_AIM_. Copy out, word for word, the stretch of entries from the line containing "Please put a dot on every instance of the earlobe" through the line containing "<point>67,374</point>", both of those lines included.

_EXERCISE MATERIAL_.
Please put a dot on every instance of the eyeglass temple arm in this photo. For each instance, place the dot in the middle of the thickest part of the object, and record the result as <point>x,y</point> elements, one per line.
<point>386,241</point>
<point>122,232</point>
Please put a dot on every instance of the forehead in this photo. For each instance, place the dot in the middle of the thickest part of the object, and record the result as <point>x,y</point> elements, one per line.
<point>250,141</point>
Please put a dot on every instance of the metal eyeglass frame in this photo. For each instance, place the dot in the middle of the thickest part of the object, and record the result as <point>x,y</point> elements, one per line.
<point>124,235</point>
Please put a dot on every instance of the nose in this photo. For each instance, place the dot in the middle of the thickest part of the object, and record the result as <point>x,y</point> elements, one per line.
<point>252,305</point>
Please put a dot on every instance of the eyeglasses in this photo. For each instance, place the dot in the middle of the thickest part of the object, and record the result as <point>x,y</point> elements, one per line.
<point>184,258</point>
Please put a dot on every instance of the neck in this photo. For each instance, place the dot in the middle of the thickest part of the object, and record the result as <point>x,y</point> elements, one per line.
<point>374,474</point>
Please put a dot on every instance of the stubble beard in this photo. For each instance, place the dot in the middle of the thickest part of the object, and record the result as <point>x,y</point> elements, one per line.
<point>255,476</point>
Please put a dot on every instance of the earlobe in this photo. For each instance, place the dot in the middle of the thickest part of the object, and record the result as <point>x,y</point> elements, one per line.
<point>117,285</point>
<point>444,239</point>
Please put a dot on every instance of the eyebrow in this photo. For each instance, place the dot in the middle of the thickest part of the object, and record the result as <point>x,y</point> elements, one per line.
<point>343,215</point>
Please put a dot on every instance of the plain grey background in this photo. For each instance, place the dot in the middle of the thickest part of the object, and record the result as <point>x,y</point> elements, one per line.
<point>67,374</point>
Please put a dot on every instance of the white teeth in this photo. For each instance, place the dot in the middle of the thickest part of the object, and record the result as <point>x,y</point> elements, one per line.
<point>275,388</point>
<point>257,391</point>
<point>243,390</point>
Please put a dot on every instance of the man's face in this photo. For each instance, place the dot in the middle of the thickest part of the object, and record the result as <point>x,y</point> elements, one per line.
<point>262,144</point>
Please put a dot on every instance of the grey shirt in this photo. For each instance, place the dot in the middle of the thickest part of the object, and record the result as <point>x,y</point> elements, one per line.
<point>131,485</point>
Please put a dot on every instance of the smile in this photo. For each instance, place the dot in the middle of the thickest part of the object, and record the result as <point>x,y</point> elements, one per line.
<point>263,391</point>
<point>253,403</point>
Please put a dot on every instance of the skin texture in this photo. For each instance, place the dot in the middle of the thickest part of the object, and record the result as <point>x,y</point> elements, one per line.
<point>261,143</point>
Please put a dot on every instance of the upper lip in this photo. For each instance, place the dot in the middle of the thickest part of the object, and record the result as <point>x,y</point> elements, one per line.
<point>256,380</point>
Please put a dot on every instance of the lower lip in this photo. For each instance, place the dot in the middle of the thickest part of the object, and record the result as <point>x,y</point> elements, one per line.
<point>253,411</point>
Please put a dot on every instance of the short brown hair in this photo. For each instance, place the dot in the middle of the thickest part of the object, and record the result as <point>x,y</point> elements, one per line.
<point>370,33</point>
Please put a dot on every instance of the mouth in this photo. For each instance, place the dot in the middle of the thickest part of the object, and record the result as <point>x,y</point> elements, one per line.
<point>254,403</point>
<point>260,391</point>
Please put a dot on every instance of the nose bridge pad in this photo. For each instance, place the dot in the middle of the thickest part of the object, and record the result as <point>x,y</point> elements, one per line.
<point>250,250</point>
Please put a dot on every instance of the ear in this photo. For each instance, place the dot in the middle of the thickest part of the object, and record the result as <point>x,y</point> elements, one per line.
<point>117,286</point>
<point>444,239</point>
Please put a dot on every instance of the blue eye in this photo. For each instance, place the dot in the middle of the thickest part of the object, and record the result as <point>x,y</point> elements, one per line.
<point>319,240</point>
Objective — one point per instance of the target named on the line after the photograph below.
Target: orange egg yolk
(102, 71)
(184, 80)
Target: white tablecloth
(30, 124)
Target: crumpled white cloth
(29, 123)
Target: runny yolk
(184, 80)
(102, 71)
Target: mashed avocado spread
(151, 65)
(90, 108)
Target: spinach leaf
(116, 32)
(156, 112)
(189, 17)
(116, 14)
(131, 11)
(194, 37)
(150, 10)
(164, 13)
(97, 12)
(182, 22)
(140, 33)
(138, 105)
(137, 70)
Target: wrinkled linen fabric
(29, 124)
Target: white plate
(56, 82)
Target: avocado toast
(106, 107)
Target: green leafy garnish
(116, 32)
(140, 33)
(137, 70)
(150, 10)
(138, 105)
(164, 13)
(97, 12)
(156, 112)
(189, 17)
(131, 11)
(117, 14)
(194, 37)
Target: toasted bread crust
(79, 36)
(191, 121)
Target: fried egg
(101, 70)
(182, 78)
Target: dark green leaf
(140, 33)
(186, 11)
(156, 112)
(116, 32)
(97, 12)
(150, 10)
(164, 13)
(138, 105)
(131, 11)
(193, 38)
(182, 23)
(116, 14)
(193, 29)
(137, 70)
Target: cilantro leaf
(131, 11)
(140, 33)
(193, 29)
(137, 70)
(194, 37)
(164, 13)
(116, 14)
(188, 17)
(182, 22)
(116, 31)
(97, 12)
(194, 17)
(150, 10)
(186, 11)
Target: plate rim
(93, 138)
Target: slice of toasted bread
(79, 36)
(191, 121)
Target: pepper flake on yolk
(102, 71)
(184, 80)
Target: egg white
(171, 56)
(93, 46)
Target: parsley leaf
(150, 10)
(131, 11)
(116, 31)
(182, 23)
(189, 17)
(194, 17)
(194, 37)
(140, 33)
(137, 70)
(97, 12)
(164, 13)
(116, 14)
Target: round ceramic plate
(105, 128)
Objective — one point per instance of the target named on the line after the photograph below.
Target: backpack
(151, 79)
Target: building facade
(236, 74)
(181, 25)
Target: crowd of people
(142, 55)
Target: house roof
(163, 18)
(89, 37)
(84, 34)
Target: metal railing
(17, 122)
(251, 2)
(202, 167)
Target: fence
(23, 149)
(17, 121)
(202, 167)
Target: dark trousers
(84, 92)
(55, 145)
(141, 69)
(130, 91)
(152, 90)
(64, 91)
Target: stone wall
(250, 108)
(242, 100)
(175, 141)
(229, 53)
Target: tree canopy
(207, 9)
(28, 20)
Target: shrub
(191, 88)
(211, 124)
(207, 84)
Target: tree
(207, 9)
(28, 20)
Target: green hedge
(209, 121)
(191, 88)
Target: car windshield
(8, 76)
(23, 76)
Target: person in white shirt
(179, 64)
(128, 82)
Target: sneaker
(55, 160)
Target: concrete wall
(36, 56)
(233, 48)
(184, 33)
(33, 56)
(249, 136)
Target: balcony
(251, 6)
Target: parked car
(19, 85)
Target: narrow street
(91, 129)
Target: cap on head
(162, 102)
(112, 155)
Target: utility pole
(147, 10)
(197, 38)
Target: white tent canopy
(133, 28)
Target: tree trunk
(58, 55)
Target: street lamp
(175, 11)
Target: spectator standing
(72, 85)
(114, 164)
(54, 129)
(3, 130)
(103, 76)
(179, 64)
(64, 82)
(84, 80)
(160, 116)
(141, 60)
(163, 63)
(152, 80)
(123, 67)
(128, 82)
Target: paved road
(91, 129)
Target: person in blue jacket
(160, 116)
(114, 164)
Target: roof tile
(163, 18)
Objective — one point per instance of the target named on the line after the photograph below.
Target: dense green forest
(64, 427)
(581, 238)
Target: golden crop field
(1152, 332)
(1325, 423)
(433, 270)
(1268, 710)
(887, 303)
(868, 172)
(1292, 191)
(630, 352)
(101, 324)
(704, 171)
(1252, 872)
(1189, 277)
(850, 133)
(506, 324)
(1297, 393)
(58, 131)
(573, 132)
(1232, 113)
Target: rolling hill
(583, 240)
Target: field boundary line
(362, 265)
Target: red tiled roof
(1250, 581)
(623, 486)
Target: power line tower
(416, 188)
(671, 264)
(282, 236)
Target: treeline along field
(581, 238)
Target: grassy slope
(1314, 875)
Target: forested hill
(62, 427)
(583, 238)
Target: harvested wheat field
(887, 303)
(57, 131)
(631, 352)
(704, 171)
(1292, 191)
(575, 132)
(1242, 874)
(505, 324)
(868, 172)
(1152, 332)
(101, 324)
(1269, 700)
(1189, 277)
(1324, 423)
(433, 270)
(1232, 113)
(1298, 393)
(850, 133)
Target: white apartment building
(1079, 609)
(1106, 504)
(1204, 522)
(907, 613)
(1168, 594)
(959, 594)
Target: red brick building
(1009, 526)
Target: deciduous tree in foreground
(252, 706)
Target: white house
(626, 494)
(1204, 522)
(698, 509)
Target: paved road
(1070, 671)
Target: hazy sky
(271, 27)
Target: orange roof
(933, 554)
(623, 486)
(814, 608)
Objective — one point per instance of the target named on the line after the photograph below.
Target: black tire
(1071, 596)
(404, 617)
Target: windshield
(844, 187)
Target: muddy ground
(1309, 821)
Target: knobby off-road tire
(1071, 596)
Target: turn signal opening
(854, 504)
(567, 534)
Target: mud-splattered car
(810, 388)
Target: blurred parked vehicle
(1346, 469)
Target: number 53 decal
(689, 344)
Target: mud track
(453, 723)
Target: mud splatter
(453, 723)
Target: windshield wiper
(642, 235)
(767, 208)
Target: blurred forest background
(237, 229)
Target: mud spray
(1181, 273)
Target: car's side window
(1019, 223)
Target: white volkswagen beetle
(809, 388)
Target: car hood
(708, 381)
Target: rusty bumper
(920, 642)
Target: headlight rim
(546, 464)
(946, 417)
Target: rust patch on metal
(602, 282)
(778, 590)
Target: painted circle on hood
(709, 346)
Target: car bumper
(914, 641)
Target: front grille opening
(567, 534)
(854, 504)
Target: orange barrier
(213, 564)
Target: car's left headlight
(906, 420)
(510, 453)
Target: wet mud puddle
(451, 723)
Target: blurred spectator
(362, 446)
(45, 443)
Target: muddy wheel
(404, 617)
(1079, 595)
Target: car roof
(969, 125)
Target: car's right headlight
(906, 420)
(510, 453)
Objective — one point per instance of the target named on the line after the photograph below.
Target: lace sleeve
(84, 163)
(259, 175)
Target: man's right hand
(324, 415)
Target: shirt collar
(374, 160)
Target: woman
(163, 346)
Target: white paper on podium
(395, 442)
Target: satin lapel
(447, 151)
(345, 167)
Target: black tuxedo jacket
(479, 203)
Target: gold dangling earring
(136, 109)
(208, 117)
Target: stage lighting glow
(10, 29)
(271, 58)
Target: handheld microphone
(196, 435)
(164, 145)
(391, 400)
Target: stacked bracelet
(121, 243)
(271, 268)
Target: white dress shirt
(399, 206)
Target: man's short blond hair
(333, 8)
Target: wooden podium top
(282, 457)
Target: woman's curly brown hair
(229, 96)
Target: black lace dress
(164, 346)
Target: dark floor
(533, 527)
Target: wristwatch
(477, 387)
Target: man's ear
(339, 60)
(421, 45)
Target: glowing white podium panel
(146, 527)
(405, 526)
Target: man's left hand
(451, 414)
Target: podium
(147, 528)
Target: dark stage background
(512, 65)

_THE RESPONSE_.
Please put a dot on every instance of the earlobe in this photo. For each instance, place the dot in the middle of the thickest part of the object, and record the result as <point>x,y</point> elements, one per line.
<point>117,285</point>
<point>444,239</point>
Please put a dot on every instance of the eyebrow in this photo. For each instance, place the dot in the middle of the thickest part of the object, and record the result as <point>x,y</point> elements, one per line.
<point>343,215</point>
Please put a dot on every instance of the plain grey background in this photo. For each instance, place the dot in the middle of the thickest part of the object, and record the result as <point>x,y</point> elements, one per line.
<point>67,374</point>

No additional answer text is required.